* _SHORT TASK_: Rewrite the records below, swapping each "Locate" for "Find" and leaving everything else unchanged.

---------------

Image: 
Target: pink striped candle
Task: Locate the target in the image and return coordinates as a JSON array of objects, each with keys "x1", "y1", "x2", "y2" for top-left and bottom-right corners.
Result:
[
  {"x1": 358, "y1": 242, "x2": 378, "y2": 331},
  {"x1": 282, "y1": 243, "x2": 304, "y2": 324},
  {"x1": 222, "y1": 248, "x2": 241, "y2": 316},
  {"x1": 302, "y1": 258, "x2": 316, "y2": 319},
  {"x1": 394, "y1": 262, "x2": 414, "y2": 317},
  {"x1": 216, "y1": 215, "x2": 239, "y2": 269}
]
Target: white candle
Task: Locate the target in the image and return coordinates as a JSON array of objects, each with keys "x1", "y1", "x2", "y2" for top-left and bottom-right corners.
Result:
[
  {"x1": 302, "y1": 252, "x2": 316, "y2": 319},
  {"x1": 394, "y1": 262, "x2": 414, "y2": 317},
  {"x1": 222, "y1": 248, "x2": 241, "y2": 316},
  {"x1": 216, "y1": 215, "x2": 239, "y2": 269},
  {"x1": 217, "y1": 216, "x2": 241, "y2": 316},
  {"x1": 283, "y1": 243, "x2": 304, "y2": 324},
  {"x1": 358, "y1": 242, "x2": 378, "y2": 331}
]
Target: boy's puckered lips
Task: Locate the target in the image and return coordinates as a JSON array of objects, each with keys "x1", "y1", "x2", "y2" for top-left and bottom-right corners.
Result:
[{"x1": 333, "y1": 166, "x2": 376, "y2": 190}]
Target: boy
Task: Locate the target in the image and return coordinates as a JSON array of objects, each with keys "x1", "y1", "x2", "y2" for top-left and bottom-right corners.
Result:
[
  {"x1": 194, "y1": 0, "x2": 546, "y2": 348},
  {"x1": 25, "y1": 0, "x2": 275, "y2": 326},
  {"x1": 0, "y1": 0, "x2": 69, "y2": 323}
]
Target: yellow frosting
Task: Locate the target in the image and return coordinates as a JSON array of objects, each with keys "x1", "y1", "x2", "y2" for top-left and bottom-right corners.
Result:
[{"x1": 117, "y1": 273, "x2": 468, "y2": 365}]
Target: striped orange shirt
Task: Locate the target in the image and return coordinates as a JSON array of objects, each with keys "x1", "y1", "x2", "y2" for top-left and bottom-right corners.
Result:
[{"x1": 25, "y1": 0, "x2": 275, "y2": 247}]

---------------

* _RESPONSE BELOW_:
Image: 
Target: pink striped candle
Task: Find the target in the image and return coordinates as a JSON array of objects, each with keys "x1", "y1", "x2", "y2" for top-left and bottom-right corners.
Result:
[
  {"x1": 358, "y1": 242, "x2": 378, "y2": 331},
  {"x1": 282, "y1": 243, "x2": 304, "y2": 324},
  {"x1": 222, "y1": 248, "x2": 241, "y2": 316},
  {"x1": 302, "y1": 258, "x2": 316, "y2": 319},
  {"x1": 394, "y1": 262, "x2": 414, "y2": 317},
  {"x1": 216, "y1": 215, "x2": 239, "y2": 269}
]
Target: white candle
Task: Find the target in the image and return coordinates as a JSON array of objects, each with keys "x1", "y1", "x2", "y2" for top-left and bottom-right corners.
Result:
[
  {"x1": 302, "y1": 252, "x2": 316, "y2": 319},
  {"x1": 394, "y1": 262, "x2": 414, "y2": 317},
  {"x1": 222, "y1": 248, "x2": 241, "y2": 316},
  {"x1": 216, "y1": 215, "x2": 239, "y2": 269},
  {"x1": 217, "y1": 216, "x2": 241, "y2": 316},
  {"x1": 283, "y1": 243, "x2": 304, "y2": 324},
  {"x1": 358, "y1": 242, "x2": 378, "y2": 331}
]
Target: boy's puckered lips
Task: Find the target in the image and return coordinates as a JSON array of objects, each with keys "x1", "y1", "x2", "y2" for top-left and bottom-right corners.
Result:
[{"x1": 333, "y1": 166, "x2": 376, "y2": 190}]
Target: boy
Task: Find the target in the image and return coordinates as a JSON array of objects, each with keys "x1", "y1", "x2", "y2" for top-left and bottom-right corners.
Result:
[
  {"x1": 194, "y1": 0, "x2": 546, "y2": 348},
  {"x1": 25, "y1": 0, "x2": 275, "y2": 326},
  {"x1": 0, "y1": 0, "x2": 69, "y2": 323}
]
Target: yellow frosting
Task: Find the target in the image and return coordinates as a JSON array of objects, each with keys "x1", "y1", "x2", "y2" for top-left and bottom-right corners.
Result:
[{"x1": 117, "y1": 273, "x2": 468, "y2": 365}]
Target: striped orange shirt
Task: Find the target in the image and return coordinates as a JSON array of objects, each with keys "x1", "y1", "x2", "y2" for top-left and bottom-right corners.
Result:
[{"x1": 25, "y1": 0, "x2": 275, "y2": 247}]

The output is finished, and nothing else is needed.